Transcribe exactly the lines from the one containing "391 156 L 394" through the end of the entries, including both the first and the last, and nothing else.

=== Section Start ===

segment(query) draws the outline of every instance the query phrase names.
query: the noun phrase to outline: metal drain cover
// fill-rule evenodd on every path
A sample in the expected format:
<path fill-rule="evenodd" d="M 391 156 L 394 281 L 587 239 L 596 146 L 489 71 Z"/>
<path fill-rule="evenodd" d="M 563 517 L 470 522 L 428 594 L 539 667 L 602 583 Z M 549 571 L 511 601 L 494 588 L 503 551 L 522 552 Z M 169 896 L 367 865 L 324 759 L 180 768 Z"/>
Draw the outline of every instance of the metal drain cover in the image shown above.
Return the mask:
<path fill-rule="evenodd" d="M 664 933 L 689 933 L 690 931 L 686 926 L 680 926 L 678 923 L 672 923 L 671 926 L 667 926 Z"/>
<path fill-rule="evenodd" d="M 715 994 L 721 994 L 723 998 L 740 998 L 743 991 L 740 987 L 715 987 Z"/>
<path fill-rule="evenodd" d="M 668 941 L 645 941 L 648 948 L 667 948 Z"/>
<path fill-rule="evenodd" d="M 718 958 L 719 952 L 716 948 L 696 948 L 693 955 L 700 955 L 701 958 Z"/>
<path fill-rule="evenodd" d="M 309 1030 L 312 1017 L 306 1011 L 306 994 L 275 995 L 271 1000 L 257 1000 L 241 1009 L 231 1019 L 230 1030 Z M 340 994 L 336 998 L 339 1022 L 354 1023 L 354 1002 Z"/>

=== Section End ===

- **Answer for the task**:
<path fill-rule="evenodd" d="M 391 156 L 394 281 L 587 239 L 596 146 L 489 71 Z"/>
<path fill-rule="evenodd" d="M 563 517 L 470 522 L 428 594 L 539 667 L 602 583 Z M 549 571 L 511 601 L 494 588 L 503 551 L 522 552 Z M 169 896 L 367 865 L 324 759 L 180 768 Z"/>
Draw the outline of every instance of the metal drain cover in the image shown above.
Return the mask:
<path fill-rule="evenodd" d="M 664 933 L 689 933 L 690 931 L 686 926 L 680 926 L 678 923 L 672 923 L 671 926 L 667 926 Z"/>
<path fill-rule="evenodd" d="M 715 994 L 721 994 L 723 998 L 740 998 L 743 991 L 740 987 L 715 987 Z"/>
<path fill-rule="evenodd" d="M 668 941 L 645 941 L 648 948 L 667 948 Z"/>
<path fill-rule="evenodd" d="M 718 958 L 719 952 L 716 948 L 696 948 L 693 955 L 700 955 L 701 958 Z"/>
<path fill-rule="evenodd" d="M 309 1030 L 312 1017 L 306 1011 L 306 994 L 275 995 L 271 1000 L 257 1000 L 241 1009 L 231 1019 L 230 1030 Z M 340 994 L 336 998 L 339 1022 L 354 1023 L 354 1002 Z"/>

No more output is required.